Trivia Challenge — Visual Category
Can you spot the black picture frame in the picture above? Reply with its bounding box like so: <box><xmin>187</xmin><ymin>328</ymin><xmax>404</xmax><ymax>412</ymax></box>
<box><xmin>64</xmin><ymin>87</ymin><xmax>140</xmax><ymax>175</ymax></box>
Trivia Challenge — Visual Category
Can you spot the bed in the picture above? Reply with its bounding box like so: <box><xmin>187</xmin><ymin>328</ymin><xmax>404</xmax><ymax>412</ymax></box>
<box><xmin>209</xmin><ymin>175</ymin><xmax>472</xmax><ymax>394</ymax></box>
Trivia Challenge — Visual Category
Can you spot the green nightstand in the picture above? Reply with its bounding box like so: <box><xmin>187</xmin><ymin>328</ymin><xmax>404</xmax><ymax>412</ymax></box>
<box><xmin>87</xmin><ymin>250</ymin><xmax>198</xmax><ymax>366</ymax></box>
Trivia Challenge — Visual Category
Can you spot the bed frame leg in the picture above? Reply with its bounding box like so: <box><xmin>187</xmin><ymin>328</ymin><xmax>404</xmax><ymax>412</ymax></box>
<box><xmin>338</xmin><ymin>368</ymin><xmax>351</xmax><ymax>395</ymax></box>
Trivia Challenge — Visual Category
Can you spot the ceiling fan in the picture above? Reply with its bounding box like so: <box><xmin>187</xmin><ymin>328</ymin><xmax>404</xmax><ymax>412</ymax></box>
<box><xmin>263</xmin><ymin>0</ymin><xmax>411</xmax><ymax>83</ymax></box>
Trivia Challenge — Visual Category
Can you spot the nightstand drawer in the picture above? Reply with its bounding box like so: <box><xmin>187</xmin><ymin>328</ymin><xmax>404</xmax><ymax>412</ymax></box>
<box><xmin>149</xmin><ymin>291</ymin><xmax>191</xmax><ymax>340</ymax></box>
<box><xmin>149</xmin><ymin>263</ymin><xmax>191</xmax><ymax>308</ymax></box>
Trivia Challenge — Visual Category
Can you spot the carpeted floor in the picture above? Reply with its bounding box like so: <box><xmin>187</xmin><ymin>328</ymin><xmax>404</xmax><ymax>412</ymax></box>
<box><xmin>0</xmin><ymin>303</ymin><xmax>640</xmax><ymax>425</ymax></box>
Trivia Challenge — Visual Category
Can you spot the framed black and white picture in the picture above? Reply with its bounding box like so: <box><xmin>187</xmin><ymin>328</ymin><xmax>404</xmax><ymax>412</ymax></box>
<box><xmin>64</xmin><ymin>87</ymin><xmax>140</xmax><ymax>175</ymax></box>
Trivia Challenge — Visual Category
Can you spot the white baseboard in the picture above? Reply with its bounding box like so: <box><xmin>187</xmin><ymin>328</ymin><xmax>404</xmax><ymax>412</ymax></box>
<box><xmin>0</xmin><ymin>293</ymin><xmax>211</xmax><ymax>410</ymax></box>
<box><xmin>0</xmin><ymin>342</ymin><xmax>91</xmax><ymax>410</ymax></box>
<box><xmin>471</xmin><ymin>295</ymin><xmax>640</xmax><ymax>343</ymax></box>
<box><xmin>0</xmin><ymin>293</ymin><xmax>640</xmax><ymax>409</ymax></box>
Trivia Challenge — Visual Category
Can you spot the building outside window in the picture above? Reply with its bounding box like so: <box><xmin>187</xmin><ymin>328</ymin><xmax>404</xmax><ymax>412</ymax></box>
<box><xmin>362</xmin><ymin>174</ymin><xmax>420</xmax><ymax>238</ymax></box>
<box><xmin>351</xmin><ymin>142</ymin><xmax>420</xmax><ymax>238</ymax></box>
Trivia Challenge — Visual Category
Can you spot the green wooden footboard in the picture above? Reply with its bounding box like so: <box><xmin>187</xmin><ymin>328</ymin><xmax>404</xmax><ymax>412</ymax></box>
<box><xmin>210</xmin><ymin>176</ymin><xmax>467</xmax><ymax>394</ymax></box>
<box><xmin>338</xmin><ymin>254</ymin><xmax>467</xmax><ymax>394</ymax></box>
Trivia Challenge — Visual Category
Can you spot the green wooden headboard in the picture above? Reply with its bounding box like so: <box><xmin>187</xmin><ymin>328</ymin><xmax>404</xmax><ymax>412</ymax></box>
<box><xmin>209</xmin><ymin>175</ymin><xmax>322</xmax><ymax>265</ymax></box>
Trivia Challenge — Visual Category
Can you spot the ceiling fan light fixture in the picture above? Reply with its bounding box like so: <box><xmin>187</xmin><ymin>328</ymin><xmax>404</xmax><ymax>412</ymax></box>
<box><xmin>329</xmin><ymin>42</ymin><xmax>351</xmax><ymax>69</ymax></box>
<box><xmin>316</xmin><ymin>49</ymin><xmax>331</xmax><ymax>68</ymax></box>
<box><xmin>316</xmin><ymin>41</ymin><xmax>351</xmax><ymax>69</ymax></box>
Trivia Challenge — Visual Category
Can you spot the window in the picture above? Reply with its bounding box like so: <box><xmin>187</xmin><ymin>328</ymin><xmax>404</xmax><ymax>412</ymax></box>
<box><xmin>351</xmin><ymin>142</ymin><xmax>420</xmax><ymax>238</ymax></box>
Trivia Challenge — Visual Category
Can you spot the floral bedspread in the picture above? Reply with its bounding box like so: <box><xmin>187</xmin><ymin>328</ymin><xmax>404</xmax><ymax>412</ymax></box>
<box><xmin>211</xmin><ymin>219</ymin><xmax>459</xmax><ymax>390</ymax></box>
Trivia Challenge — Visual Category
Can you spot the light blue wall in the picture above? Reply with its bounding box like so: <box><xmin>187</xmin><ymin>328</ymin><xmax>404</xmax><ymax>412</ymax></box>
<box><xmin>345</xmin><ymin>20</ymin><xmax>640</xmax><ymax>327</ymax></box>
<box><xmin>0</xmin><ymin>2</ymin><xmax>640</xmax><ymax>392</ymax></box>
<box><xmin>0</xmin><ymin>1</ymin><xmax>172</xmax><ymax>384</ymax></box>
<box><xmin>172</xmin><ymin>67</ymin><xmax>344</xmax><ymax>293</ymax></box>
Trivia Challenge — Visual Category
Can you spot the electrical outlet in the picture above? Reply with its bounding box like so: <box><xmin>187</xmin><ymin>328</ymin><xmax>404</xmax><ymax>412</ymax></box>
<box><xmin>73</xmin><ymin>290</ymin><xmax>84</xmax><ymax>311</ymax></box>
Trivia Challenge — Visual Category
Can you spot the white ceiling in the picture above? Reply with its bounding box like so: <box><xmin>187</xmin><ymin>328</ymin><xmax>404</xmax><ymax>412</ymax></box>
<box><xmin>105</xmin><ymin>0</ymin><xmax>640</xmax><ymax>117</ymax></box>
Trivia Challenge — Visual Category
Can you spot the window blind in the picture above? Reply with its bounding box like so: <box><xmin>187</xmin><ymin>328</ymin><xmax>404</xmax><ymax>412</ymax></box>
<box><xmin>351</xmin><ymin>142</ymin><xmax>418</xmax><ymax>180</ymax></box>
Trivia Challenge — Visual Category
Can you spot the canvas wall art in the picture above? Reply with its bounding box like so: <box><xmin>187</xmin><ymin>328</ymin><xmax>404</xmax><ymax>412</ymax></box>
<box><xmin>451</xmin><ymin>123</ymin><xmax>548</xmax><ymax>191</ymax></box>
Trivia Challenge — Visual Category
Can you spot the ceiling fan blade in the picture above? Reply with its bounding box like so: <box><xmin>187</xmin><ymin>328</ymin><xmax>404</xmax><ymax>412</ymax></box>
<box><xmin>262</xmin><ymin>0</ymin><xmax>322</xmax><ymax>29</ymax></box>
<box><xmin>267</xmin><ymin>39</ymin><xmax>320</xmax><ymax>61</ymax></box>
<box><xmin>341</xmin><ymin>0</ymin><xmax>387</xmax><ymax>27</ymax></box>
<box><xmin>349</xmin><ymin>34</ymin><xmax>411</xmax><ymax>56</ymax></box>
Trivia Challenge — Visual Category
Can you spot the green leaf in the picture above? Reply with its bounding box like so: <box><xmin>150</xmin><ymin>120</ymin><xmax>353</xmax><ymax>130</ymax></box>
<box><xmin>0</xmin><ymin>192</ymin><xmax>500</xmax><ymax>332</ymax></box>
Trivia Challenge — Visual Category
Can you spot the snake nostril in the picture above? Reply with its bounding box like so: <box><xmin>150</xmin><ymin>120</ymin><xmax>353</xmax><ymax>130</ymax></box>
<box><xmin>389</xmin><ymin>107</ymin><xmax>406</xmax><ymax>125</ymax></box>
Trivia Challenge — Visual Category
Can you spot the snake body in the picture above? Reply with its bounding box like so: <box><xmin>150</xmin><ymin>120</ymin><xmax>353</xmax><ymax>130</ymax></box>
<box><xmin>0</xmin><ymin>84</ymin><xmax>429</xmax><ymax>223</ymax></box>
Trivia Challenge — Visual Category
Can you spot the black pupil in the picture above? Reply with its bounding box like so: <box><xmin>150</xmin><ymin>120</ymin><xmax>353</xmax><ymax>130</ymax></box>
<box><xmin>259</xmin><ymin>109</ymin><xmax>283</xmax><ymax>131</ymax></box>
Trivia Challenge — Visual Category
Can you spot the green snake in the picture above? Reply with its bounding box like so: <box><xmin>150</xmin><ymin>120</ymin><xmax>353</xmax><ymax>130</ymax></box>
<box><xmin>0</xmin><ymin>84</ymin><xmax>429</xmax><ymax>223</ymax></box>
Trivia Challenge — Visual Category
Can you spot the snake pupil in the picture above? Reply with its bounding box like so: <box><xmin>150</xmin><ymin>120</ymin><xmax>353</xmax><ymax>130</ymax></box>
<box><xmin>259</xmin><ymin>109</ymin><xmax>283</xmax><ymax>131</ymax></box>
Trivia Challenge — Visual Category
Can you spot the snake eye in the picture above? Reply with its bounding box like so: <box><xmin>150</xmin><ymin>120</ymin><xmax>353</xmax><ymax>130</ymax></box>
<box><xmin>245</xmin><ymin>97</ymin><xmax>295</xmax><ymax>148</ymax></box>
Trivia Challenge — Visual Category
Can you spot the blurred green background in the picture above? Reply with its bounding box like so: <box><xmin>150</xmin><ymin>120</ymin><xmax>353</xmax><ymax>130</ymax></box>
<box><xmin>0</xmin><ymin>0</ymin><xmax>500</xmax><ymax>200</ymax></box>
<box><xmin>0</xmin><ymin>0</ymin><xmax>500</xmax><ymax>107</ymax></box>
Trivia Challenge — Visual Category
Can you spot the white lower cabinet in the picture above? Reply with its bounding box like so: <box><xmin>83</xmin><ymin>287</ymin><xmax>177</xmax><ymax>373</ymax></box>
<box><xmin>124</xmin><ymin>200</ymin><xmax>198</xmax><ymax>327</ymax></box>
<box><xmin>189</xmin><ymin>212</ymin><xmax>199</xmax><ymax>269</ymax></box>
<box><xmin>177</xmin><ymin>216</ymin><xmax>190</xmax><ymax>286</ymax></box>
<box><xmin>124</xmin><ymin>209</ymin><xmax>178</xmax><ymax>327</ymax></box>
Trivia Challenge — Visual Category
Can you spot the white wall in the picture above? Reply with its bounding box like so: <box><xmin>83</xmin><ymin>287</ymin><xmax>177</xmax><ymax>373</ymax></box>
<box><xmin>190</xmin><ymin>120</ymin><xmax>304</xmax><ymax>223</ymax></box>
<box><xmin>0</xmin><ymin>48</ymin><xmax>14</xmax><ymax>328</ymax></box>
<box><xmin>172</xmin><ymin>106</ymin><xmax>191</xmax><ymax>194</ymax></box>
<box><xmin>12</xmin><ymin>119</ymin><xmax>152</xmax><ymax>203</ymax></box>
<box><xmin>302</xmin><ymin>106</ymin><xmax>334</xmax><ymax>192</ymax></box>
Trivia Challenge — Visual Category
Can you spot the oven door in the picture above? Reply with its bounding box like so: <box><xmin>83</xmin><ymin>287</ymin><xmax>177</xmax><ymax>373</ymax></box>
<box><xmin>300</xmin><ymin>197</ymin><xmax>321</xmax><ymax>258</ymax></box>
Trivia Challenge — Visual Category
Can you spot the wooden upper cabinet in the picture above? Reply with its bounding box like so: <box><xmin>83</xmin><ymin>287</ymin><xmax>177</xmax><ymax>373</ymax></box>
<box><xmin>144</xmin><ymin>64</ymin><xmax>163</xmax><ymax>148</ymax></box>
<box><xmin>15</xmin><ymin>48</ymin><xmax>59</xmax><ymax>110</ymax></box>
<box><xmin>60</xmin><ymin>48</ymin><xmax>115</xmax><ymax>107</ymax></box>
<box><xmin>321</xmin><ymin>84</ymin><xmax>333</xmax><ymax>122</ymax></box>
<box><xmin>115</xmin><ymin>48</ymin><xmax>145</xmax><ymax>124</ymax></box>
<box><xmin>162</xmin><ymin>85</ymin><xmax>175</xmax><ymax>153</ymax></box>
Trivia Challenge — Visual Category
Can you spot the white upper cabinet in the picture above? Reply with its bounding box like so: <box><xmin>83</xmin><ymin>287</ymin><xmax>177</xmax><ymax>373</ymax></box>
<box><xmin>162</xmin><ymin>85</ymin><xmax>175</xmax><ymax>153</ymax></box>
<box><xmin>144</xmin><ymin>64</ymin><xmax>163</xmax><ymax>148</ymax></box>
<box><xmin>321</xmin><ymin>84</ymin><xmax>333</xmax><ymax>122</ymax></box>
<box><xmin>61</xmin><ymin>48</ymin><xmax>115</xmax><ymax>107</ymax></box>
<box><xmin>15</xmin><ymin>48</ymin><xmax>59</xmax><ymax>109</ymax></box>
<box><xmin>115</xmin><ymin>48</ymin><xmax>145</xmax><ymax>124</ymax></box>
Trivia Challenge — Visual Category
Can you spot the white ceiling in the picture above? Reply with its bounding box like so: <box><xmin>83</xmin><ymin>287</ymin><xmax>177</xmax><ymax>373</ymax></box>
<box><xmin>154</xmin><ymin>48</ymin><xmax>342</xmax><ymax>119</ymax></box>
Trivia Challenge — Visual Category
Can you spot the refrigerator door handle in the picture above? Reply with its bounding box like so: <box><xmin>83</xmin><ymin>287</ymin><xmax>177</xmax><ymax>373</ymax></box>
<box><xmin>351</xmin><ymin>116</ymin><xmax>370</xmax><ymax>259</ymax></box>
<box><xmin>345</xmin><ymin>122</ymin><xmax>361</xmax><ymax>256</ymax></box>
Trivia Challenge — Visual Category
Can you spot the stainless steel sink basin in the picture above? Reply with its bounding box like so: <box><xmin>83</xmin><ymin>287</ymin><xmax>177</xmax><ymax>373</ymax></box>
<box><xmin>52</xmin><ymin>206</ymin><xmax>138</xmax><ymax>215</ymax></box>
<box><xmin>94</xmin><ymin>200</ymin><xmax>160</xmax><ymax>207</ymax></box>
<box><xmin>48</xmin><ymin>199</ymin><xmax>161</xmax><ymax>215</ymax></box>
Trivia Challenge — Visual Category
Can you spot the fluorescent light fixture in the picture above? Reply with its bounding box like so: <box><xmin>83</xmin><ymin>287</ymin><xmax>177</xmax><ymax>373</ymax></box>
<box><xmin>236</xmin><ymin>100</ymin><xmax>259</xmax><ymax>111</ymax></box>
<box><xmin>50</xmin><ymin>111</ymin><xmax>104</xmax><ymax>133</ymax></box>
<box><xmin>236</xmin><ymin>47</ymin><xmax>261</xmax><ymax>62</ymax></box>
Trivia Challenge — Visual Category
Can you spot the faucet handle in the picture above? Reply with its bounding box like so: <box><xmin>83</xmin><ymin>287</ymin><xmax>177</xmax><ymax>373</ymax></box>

+ + + + + + +

EXERCISE REQUIREMENTS →
Count the lines of the items above that contain the word "white" and give only that number.

FINAL RESULT →
7